Ethiopia’s prime minister calls for mass enlistment amid battlefield losses to Tigray rebels
Amid a string of battlefield losses that
have allowed rebels from Ethiopia’s northern Tigray region to move into
neighboring areas and down a key highway leading to the capital, Addis Ababa,
Ethiopia’s prime minister called Tuesday for a national war effort, including
mass enlistment.
“Now is the right time for all capable Ethiopians who
are of age to join the Defence Forces, Special Forces and militias and show
your patriotism,” Abiy Ahmed’s office said in a lengthy statement. He alleged
that the Tigray People’s Liberation Front (TPLF), a political party that
controlled Ethiopia for three decades and has been fighting the government for
the past nine months, is being aided by “foreign hands.”
In recent weeks, the war in Tigray has
spread into the Amhara and Afar regions as the TPLF’s militia has pursued its
stated aim of debilitating the military capabilities of Ethiopia’s government
and defeating aligned forces from neighboring Eritrea and ethnic militias that
support the government.
The increased fighting has deepened an
already dire humanitarian catastrophe. Millions of people in Tigray are relying
on aid to survive, but obstructionism that each warring side blames on the
other has severely hampered aid deliveries. Now, hundreds of thousands more
civilians in Amhara and Afar have been affected. In the three regions, at least
700,000 people are facing “emergency levels of hunger,” according to the United
Nations.
-*-*-
### [Directions]
A) According to the Tigray war article, how many people in the three regions are facing emergency levels of hunger?
B) Reproduce the passage of the Tigray war article that starts at the words "In recent weeks, the" and ends after "support the government.".
C) Write the next part of the Tigray war article, picking up after its final sentence.
None of the material is needed for this work.

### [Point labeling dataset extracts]
-*-*-
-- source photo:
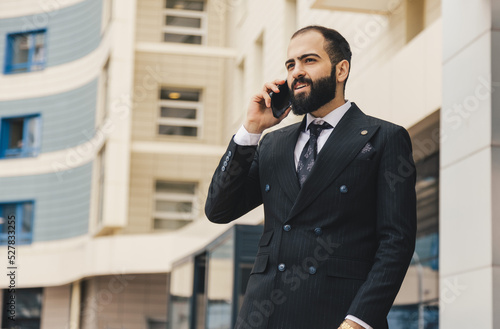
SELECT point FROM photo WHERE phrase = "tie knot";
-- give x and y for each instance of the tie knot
(315, 129)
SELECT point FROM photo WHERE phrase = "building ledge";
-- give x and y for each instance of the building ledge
(383, 7)
(181, 49)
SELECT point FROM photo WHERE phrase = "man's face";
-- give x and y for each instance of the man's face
(311, 77)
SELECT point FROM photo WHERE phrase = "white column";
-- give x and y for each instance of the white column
(470, 165)
(121, 89)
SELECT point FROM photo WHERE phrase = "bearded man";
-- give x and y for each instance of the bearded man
(339, 198)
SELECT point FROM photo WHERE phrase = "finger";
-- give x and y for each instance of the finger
(271, 86)
(284, 115)
(267, 98)
(279, 81)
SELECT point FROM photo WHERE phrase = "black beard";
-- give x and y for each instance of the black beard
(321, 92)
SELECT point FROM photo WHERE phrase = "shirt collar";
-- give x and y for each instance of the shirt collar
(332, 118)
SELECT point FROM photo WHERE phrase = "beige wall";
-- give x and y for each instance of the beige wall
(150, 20)
(124, 301)
(55, 307)
(154, 70)
(147, 168)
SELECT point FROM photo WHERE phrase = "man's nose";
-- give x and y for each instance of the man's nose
(298, 72)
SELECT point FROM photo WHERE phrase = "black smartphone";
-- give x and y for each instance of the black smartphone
(280, 102)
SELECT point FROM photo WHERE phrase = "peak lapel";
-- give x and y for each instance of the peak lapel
(347, 139)
(284, 162)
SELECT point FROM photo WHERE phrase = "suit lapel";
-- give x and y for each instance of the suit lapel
(344, 143)
(285, 169)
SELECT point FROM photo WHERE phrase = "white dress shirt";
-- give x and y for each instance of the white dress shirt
(243, 137)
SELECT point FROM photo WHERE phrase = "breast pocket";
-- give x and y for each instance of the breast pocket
(260, 264)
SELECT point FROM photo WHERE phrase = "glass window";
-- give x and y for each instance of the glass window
(220, 286)
(28, 309)
(16, 217)
(418, 298)
(174, 205)
(185, 22)
(181, 290)
(20, 137)
(25, 52)
(179, 113)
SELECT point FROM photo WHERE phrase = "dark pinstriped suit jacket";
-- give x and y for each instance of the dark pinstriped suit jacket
(339, 245)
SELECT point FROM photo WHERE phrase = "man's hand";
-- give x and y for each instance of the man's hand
(351, 324)
(259, 113)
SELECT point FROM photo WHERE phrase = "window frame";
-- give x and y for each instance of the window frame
(180, 122)
(22, 238)
(202, 31)
(189, 217)
(24, 151)
(9, 50)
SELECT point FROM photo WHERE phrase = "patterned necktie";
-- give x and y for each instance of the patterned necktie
(309, 152)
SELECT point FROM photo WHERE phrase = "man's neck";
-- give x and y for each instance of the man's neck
(329, 107)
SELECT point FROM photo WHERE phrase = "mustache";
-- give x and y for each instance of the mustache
(301, 80)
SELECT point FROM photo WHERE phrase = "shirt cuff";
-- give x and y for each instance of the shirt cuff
(244, 138)
(358, 321)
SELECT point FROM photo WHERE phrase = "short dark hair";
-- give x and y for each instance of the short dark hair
(336, 46)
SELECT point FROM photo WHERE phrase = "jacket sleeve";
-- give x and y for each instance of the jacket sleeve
(235, 187)
(396, 231)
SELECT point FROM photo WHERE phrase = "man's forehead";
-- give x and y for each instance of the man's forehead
(307, 42)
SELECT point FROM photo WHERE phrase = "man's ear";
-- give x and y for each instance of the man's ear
(342, 71)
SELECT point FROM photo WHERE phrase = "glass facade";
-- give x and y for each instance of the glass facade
(417, 305)
(220, 286)
(207, 288)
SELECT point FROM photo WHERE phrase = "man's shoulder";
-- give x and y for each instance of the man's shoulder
(384, 124)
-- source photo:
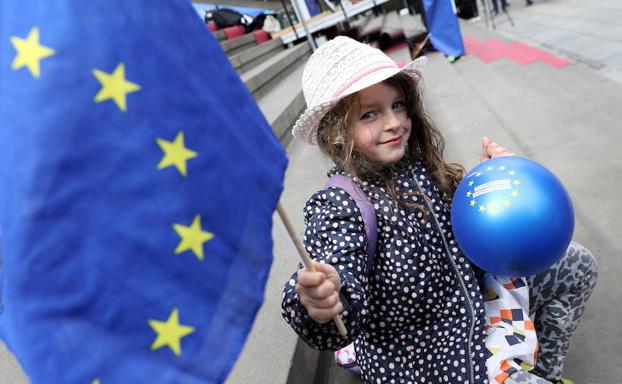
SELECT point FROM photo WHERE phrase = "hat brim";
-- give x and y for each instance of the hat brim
(305, 128)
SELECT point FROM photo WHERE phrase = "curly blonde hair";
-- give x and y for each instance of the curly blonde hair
(425, 144)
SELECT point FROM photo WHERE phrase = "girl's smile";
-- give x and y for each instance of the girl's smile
(381, 126)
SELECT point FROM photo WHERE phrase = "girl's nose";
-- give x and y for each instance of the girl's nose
(392, 121)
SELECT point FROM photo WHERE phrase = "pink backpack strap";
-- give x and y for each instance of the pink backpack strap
(366, 208)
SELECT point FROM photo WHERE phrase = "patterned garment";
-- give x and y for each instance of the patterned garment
(419, 313)
(511, 338)
(557, 298)
(410, 311)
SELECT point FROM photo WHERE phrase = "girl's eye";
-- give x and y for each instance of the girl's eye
(399, 104)
(368, 115)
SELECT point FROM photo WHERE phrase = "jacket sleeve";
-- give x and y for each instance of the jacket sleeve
(335, 234)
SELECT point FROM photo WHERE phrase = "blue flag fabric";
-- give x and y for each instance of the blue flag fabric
(138, 180)
(443, 27)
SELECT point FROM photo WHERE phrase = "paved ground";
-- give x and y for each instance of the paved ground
(568, 119)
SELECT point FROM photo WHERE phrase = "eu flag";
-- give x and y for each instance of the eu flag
(138, 183)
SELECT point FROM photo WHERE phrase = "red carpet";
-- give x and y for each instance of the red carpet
(522, 54)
-*-*-
### [The results]
A) At least 700,000 people, according to the United Nations.

B)
In recent weeks, the war in Tigray has
spread into the Amhara and Afar regions as the TPLF’s militia has pursued its
stated aim of debilitating the military capabilities of Ethiopia’s government
and defeating aligned forces from neighboring Eritrea and ethnic militias that
support the government.

C)
Last week, the TPLF seized the town of
Lalibela in the Amhara region, home to 12th- and 13th-century rock-hewn
churches that are world heritage sites. On Monday, the rebels pushed farther
into Amhara, taking the city of Woldiya, a key transport junction on the road
connecting Addis Ababa, the Amhara capital Bahir Dar, Djibouti and Tigray.
The war has been marked by alleged
atrocities committed by both sides. Because of a communications blackout and
heavily restricted access for journalists and human rights groups, independent
verification has been difficult, and the TPLF and Addis Ababa regularly blame
each other for specific incidents. The Ethiopian government has designated the
TPLF a “terrorist organization.”
Denouncing the latest atrocity, Henrietta
Fore, head of the U.N. children’s agency UNICEF, said Monday that she was
“extremely alarmed by the reported killing of over 200 people, including more
than 100 children, in attacks Thursday on displaced families” in the Afar
region. Her statement did not specify who might have been responsible.
At least a dozen aid workers have been
killed since November, when Abiy sent troops to Tigray to fight the TPLF after
the group staged an attack on a military base.
Washington has called for a cease-fire and
dialogue, but the situation on the ground has turned decidedly toward a broader
conflict. Abiy’s call for mass enlistment marked an expansion of a new strategy
that draws on regional militias from parts of Ethiopia, such as the Somali
region and Oromia, that were not previously involved in the war in Tigray.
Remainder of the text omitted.